**WRITTEN TASK 1**
Show each line of the rows below that contains the string "bench".
━━━━━ PASSAGE SHOWN ━━━━━
Predicted vapor velocity for 316 LN SS at a t = 5 ms. b t = 10 ms

Fig. 13

Recoil pressure as a function of weld temperature

Fig. 14

Recoil pressure. a Pressure contour. b Velocity field

Fig. 15

Laser 316 LN SS weld dendrite arm spacing. a, b Fusion zone microstructure. c SDAS zoomed image (1000 × magnification). d SDAS value measured across fusion zone

4.8 Predicted cooling rate for secondary dendrite arm spacing calculation

The cooling rate (CR) data can be used to examine the solidification morphology and fusion zone characteristics of the welding processes. When laser welding, a rapid cooling rate of 10⁴ to 10⁶°Cs⁻¹ is typically induced, resulting in finer dendritic structure after solidification and lesser SDAS. The columnar dendritic structure is revealed by electrolytically etching the weld cross-section by an equal amount of water and nitric acid as shown in Fig. 15a. The dendritic structure grows finer for a high cooling rate and vice versa. The SDAS is a measure of the ratio of length of the primary dendrite arm to the number of secondary dendrite arm present throughout the length as displayed in Fig. 15c. The SDAS mean value reported in this study have been made from the measurements taken at different locations across the weld zone. The average value of SDAS were measured to be 2.23 ± 0.13 μm.
━━━━━ RECORDED DATA ━━━━━
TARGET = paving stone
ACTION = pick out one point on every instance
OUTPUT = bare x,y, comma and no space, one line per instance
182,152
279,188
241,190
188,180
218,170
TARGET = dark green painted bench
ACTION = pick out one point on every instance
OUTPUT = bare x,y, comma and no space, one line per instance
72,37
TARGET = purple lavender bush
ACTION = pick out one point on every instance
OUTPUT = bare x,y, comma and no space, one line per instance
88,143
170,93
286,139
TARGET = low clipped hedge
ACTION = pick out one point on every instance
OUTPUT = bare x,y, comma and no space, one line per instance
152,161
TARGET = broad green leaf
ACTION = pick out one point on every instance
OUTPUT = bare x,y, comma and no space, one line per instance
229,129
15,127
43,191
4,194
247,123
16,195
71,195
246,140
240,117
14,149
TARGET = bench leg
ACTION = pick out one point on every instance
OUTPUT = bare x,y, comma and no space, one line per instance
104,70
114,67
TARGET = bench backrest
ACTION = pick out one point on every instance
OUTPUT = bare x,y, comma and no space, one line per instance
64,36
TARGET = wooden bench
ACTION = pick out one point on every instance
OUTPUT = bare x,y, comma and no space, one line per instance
━━━━━
━━━━━ RECORDED DATA ━━━━━
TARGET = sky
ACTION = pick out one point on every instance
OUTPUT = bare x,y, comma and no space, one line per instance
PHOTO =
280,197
━━━━━
━━━━━ RECORDED DATA ━━━━━
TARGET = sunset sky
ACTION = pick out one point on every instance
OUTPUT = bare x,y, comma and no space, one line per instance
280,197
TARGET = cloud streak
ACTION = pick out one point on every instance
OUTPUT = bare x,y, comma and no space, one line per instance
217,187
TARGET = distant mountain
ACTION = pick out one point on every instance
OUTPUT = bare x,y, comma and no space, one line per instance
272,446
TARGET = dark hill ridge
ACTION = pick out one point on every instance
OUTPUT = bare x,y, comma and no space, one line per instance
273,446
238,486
━━━━━
**WRITTEN TASK 2**
Carry on the passage above about the laser welding of 316 LN stainless steel, starting after its final sentence.

**TASK RESULT 1**
TARGET = dark green painted bench
TARGET = bench leg
TARGET = bench backrest
TARGET = wooden bench

**TASK RESULT 2**
The solidification cooling rate of the weld fusion zone can be extracted from the 3D model once the process attains quasi-steady state. At any location along the weld centerline, the cooling rate is calculated by:

$$\frac{\partial T}{\partial t}=\left|\frac{{T}_{s}-{T}_{l}}{{t}_{s}-{t}_{l}}\right|$$

(26)

where T_s and T_l correspond to the solidus and liquidus temperature of the material reached at t_s and t_l respectively. As a result, computed cooling rates (Ks⁻¹) may be utilized to calculate the SDAS (μm) for the 316 LN SS. There exists a linear relation between the parameters of log SDAS and log CR whose values were determined experimentally by Elmer et al. [51] for stainless steel. The relation given below was employed for the 316 LN SS to predict the SDAS as investigated by Mukherjee et al. [52]:

$$SDAS = 25\left( {CR} \right)^{ - 0.28}$$

(27)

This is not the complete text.